→ **Tasks and exercises**
(1) In the forum exchange about the mask study, what did the Kaplan-Meier curves show?
(2) Extend the forum exchange about the mask study, starting right after its final sentence.

Selected excerpt Block Start

Are we looking at the same paper?

The Kaplan-Meier curves showed no significant differences in the outcomes between two arms (p>0.050; figure 2).

There was no association between mask use by the index cases and rates of infectious outcomes in household members (table 3). Although the risks of CRI, ... ILI..., and laboratory-confirmed viral infections were lower in the mask arm, the difference was not statistically significant.

It's not until they conduct the post hoc analysis that they see a statistical difference.

I'm not suggesting that everyone in the mask group only wore the mask for 1 hr. I'm saying that their study as designed found no statistical difference, and then they found a way to achieve statistical significance by afterward moving more (based on the numbers, non-event) subjects into the mask group.

[–]whereswhat 1 insightful - 1 fun1 insightful - 0 fun2 insightful - 1 fun -  (1 child)

I believe we are.

https://www.ncbi.nlm.nih.gov/pmc/articles/PMC5223715/

The part you quoted only pertains to household members who were likely spending time in thoroughly contaminated environments. Even with that being the case, the data did show a benefit from the masks but not a strong enough correlation to accept without post hoc analysis.

Selected excerpt Block End
Information shown Block Start

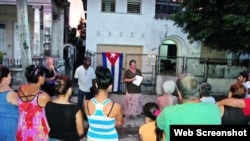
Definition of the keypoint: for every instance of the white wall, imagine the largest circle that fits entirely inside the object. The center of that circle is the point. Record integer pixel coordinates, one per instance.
(129, 29)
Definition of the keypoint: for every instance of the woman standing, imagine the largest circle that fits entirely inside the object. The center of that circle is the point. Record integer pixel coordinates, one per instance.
(64, 118)
(32, 124)
(9, 109)
(133, 94)
(102, 113)
(50, 76)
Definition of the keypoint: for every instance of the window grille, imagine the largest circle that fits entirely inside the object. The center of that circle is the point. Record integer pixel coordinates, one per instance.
(108, 5)
(134, 6)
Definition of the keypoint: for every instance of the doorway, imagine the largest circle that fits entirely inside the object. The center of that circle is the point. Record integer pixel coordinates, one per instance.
(168, 57)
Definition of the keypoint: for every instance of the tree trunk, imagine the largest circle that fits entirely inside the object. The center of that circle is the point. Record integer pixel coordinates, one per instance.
(24, 35)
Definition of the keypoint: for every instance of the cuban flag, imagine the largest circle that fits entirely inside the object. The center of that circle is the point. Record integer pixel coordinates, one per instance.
(113, 61)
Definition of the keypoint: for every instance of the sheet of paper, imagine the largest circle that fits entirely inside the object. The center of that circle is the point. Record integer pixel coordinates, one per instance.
(138, 80)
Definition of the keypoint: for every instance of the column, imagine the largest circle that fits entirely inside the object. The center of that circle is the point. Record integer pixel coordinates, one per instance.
(47, 24)
(37, 23)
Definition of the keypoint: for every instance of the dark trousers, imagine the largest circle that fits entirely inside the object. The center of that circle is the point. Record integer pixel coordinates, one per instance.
(81, 95)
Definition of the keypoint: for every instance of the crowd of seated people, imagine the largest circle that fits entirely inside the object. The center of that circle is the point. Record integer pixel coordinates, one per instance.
(34, 115)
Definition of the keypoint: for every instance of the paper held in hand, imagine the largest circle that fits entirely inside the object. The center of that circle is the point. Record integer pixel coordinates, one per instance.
(138, 80)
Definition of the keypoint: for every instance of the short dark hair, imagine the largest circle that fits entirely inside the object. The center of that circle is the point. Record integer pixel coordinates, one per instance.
(188, 86)
(62, 84)
(103, 77)
(238, 90)
(4, 72)
(244, 74)
(33, 72)
(205, 89)
(131, 61)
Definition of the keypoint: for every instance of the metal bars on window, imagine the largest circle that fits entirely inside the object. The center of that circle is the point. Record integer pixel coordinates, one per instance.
(134, 6)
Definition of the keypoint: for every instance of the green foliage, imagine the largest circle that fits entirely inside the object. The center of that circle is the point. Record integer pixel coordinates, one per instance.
(1, 57)
(219, 24)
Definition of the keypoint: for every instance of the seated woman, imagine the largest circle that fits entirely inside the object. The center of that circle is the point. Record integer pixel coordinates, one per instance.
(167, 98)
(234, 115)
(64, 118)
(205, 89)
(102, 113)
(9, 107)
(149, 131)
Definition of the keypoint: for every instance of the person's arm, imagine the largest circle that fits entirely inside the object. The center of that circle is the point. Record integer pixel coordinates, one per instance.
(126, 79)
(79, 123)
(43, 99)
(12, 97)
(160, 120)
(233, 102)
(119, 117)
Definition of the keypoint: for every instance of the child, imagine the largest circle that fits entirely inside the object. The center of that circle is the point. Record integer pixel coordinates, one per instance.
(149, 131)
(167, 98)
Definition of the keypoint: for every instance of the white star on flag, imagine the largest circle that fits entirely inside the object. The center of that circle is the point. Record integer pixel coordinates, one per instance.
(113, 55)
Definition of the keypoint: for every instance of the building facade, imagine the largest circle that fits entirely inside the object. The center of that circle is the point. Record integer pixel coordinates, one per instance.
(48, 27)
(143, 28)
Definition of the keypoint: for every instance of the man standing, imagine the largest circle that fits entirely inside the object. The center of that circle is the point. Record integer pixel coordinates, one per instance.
(50, 76)
(133, 105)
(85, 75)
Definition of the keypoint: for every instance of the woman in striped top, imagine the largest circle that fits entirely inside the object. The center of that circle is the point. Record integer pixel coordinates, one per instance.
(102, 113)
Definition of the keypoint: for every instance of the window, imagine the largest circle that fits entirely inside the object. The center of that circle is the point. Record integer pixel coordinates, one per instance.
(134, 6)
(108, 5)
(164, 8)
(219, 57)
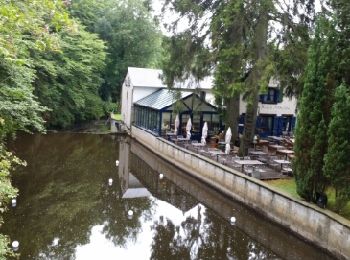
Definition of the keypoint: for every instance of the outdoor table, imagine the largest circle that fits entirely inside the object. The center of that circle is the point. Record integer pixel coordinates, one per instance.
(181, 139)
(262, 142)
(282, 162)
(248, 162)
(275, 138)
(285, 152)
(198, 145)
(257, 153)
(276, 147)
(217, 153)
(170, 134)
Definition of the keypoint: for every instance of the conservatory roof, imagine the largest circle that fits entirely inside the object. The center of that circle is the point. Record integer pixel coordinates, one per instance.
(161, 98)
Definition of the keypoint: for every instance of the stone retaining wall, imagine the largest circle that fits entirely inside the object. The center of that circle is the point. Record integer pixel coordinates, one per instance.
(321, 227)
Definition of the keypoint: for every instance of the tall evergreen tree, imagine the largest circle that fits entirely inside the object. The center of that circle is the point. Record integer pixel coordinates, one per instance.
(314, 115)
(337, 164)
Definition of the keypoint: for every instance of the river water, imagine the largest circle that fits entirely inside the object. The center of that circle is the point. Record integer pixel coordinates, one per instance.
(67, 209)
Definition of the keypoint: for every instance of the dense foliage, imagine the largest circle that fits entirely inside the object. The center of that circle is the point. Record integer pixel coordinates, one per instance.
(322, 141)
(53, 70)
(337, 164)
(132, 37)
(67, 81)
(237, 41)
(311, 131)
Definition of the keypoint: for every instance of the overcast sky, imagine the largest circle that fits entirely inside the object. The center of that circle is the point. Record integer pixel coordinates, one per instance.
(171, 17)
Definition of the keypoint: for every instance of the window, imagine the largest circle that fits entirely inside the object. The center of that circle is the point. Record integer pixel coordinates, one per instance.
(271, 97)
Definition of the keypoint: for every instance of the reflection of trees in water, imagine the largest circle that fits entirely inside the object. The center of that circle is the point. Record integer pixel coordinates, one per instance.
(204, 235)
(64, 193)
(210, 238)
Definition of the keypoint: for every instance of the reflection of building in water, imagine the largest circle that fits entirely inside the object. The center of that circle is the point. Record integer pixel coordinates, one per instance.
(130, 186)
(161, 189)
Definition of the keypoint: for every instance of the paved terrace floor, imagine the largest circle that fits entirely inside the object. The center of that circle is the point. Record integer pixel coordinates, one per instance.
(265, 163)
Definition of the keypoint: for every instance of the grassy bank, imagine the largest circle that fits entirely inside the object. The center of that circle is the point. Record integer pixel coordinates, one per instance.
(289, 186)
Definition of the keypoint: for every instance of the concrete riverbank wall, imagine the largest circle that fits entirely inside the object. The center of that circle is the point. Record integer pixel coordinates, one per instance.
(321, 227)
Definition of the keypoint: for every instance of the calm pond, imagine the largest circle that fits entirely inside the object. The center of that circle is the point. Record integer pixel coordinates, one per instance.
(68, 209)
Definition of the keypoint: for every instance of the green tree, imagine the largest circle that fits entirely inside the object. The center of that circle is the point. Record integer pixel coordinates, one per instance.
(131, 35)
(337, 165)
(314, 115)
(67, 81)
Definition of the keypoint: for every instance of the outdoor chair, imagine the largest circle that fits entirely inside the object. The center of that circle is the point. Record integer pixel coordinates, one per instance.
(287, 171)
(272, 163)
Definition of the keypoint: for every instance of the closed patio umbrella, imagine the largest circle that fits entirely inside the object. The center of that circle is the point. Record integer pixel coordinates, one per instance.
(177, 123)
(188, 129)
(204, 133)
(228, 136)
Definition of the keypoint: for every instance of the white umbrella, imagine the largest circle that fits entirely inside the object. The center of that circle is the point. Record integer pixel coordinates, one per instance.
(204, 133)
(228, 136)
(188, 129)
(177, 123)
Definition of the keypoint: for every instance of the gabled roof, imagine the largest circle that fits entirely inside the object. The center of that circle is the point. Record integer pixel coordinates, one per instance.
(161, 98)
(142, 77)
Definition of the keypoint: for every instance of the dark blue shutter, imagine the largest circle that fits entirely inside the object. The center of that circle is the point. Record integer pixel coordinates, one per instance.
(275, 126)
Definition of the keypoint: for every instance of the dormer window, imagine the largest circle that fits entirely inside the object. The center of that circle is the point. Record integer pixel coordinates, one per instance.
(271, 97)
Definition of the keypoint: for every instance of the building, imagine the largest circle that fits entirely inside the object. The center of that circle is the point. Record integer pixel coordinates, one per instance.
(276, 113)
(147, 103)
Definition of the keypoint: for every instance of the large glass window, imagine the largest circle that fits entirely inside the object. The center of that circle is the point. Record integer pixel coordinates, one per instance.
(196, 123)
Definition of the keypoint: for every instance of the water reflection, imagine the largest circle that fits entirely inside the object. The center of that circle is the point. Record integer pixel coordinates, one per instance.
(67, 210)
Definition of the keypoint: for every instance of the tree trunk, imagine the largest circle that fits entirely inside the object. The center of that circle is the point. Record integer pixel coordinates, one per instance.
(232, 115)
(260, 53)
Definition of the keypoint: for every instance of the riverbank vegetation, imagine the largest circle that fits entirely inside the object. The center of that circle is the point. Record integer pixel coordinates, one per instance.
(289, 186)
(61, 63)
(304, 45)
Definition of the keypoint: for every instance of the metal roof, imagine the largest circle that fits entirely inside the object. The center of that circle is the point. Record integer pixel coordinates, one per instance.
(161, 98)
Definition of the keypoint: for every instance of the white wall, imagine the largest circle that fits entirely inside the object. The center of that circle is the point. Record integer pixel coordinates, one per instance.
(286, 107)
(126, 103)
(130, 95)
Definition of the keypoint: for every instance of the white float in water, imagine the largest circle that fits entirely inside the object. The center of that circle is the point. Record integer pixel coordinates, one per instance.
(55, 241)
(15, 245)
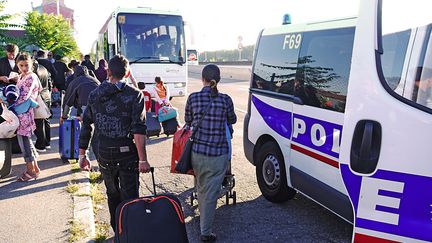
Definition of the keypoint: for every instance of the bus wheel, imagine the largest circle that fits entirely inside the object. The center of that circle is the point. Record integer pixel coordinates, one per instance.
(271, 176)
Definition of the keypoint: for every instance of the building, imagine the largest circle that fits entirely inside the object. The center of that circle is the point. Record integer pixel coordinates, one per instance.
(50, 7)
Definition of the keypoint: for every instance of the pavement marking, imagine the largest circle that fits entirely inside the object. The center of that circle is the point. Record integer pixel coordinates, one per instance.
(243, 111)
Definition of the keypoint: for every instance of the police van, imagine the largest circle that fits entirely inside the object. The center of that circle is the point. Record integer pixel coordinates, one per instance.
(341, 111)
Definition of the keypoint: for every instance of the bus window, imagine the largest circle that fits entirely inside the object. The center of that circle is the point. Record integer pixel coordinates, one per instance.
(276, 63)
(324, 68)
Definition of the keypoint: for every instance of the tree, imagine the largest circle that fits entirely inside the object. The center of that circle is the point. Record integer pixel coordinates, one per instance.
(50, 32)
(5, 24)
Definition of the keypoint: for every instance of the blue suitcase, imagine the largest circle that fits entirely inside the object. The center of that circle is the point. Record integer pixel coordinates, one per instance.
(68, 139)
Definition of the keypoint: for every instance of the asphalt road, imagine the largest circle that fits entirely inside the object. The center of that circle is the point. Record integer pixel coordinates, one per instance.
(252, 219)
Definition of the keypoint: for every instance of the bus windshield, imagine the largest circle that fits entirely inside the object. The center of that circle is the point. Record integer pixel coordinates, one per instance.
(151, 38)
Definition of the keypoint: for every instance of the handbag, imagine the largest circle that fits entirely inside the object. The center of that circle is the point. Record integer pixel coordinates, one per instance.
(41, 111)
(184, 163)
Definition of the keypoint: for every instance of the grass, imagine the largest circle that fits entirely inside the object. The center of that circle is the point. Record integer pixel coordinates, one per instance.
(102, 230)
(72, 188)
(76, 231)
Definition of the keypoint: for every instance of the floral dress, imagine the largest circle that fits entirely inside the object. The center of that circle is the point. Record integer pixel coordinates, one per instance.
(29, 87)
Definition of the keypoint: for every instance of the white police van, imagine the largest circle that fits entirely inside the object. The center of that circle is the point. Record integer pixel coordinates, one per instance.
(343, 114)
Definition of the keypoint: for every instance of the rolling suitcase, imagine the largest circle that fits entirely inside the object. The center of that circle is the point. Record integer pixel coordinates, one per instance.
(68, 139)
(153, 125)
(170, 126)
(5, 157)
(157, 218)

Information shown Block End

→ **Answers to the exercises**
(1) They showed no significant differences in outcomes between the two arms (p>0.050).

(2)
Conclusions

The study indicates a potential benefit of medical masks for source control, but is limited by small sample size and low secondary attack rates. Larger trials are needed to confirm efficacy of medical masks as source control.

This is why we must rely on more recent reviews that collate data from many sources. Like the original paper I cited.

[–]noice 2 insightful - 1 fun2 insightful - 0 fun3 insightful - 1 fun -  (0 children)

Yeah we're talking about the same paper. I stand by my statements, and I think that means I fundamentally disagree with your interpretation. McIntyre et al.'s review touting McIntyre et al's study is recent, yeah, but it's not as conclusive as you imply.